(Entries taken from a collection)
··········

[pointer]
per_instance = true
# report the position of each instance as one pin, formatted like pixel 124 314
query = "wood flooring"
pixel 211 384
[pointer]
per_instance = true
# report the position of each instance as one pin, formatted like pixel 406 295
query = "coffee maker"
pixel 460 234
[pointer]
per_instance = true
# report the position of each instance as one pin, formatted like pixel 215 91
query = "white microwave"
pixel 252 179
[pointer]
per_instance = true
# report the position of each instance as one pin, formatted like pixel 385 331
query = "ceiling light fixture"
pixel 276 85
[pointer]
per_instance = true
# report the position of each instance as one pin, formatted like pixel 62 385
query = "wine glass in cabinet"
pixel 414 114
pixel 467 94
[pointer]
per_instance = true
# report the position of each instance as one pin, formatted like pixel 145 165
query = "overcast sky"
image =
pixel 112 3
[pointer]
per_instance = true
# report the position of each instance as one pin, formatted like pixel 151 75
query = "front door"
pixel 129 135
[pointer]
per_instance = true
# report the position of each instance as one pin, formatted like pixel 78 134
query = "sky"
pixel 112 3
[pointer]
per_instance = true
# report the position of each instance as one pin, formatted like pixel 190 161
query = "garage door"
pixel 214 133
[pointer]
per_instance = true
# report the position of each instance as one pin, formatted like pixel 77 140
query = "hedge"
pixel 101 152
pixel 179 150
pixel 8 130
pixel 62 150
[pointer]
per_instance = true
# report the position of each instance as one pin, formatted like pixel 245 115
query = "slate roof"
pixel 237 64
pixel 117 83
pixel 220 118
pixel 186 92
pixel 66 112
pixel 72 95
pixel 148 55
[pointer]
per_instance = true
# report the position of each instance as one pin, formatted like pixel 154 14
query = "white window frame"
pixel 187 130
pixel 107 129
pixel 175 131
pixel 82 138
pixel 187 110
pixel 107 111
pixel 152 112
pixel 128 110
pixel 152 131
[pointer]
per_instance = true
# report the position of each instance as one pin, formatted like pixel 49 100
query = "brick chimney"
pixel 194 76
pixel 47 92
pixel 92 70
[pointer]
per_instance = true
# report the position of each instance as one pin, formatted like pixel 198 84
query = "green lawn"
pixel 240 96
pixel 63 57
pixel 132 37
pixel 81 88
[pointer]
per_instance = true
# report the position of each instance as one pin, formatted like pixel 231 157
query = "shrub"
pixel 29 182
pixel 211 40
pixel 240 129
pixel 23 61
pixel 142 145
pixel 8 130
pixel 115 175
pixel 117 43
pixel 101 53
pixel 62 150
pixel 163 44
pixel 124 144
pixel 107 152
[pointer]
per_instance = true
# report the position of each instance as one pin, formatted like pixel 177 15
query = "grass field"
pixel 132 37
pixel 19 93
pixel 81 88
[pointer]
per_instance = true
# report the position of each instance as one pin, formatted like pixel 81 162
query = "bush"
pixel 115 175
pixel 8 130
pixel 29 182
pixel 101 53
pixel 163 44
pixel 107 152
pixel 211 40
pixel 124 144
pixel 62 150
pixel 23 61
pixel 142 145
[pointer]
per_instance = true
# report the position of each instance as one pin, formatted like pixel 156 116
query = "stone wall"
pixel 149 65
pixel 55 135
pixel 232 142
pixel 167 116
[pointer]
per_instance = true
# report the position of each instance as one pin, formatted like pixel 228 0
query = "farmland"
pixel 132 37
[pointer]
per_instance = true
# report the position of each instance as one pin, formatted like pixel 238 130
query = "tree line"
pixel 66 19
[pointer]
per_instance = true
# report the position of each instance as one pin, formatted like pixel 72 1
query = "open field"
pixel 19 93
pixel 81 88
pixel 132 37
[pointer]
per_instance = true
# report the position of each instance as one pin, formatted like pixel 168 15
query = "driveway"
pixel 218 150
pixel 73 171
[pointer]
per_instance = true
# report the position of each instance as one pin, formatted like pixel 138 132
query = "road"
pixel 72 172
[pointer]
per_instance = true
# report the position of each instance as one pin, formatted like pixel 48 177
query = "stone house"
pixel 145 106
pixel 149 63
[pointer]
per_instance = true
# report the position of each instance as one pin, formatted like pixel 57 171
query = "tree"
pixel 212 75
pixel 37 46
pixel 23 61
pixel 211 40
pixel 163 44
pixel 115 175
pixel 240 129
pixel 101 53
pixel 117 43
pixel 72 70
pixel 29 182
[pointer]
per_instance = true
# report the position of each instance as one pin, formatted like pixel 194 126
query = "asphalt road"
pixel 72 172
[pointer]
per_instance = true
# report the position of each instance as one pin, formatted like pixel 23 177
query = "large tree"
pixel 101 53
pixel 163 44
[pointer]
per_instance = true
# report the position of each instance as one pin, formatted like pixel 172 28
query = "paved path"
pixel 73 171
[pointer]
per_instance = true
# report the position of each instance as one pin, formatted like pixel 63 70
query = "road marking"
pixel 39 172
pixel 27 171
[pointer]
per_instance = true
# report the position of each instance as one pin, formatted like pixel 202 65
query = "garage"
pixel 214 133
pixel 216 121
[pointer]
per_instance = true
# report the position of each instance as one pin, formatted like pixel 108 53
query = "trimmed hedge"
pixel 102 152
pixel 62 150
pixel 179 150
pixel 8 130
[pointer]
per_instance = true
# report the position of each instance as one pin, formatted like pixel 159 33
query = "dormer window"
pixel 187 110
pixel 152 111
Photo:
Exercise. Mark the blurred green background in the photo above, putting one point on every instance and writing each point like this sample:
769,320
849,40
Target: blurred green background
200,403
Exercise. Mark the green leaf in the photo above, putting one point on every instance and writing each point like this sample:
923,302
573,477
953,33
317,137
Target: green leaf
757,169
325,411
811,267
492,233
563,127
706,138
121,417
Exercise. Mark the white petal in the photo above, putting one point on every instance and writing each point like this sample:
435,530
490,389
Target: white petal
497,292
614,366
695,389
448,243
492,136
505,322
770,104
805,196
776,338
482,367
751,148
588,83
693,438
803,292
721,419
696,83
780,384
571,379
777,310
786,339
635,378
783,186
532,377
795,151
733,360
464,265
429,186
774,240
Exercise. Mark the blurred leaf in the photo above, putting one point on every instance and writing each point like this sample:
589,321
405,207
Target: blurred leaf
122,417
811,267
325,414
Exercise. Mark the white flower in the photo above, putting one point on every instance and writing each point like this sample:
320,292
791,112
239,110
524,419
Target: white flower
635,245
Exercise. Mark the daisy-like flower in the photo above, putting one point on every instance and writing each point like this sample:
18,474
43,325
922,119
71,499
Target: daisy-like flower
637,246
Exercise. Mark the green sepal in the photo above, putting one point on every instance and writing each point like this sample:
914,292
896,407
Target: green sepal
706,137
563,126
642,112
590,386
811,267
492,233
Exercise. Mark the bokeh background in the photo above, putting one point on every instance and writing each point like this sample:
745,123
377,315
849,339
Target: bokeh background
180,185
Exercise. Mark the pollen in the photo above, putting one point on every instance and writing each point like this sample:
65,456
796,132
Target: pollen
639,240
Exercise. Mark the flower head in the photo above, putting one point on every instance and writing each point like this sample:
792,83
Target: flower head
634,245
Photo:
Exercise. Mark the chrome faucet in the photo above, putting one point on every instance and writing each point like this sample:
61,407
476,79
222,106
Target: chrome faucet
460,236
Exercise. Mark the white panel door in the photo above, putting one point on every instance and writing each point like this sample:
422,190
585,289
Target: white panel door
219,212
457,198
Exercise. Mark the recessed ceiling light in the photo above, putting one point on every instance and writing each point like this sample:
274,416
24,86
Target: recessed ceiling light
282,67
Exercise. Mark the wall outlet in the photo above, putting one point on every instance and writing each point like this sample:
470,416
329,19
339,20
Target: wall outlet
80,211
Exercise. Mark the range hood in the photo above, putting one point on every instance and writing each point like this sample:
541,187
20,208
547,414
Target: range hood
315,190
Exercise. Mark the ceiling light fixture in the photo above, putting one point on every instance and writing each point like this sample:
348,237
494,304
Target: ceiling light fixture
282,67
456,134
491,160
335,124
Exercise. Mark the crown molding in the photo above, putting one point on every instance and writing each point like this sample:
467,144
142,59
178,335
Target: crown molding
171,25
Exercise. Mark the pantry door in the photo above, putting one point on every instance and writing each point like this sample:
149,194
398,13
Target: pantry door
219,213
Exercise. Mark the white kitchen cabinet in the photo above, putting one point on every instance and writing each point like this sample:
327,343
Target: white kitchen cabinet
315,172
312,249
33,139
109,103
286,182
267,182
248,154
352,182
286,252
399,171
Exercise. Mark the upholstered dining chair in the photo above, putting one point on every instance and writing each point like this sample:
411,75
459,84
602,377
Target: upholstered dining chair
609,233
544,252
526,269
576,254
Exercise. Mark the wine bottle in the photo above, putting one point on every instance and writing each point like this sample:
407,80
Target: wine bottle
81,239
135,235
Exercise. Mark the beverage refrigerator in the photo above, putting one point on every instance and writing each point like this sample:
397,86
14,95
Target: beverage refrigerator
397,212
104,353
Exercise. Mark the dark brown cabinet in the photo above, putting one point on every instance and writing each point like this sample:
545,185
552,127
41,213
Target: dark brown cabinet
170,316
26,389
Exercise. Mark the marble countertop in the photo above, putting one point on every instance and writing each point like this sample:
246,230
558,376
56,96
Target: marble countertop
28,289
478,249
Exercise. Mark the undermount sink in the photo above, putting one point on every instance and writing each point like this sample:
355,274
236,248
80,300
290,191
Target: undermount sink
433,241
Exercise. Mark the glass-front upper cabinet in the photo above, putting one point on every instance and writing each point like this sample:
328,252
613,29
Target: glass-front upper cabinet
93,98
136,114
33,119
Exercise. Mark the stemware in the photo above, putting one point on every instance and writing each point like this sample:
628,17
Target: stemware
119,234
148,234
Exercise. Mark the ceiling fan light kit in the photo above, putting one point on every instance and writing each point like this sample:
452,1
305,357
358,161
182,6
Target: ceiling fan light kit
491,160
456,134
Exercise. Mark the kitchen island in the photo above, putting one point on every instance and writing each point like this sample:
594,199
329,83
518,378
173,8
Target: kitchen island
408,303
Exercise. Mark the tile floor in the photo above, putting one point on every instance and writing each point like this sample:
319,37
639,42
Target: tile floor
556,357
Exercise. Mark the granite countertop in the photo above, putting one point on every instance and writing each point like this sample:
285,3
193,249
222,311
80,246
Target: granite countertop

··········

ASSIGNMENT: Search the data for the string "granite" and copy out every line where it is found.

ANSWER TO THE EXERCISE:
Exercise. Mark the granite countertop in the photo above, putting one point on every instance and writing each point like this sample:
Target: granite countertop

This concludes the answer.